Problem details:
Rewrite the data below, swapping "wooden plank pile" for "lumber stack" wherever it occurs and leaving everything else untouched.

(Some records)

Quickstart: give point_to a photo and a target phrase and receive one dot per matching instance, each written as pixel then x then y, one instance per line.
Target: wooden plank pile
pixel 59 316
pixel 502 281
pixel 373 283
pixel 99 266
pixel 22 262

Answer in full:
Quickstart: give point_to a photo and a target phrase and receive one dot per matching instance, each written as pixel then x then y, one instance per line.
Target: lumber stack
pixel 59 316
pixel 502 281
pixel 373 283
pixel 99 266
pixel 22 262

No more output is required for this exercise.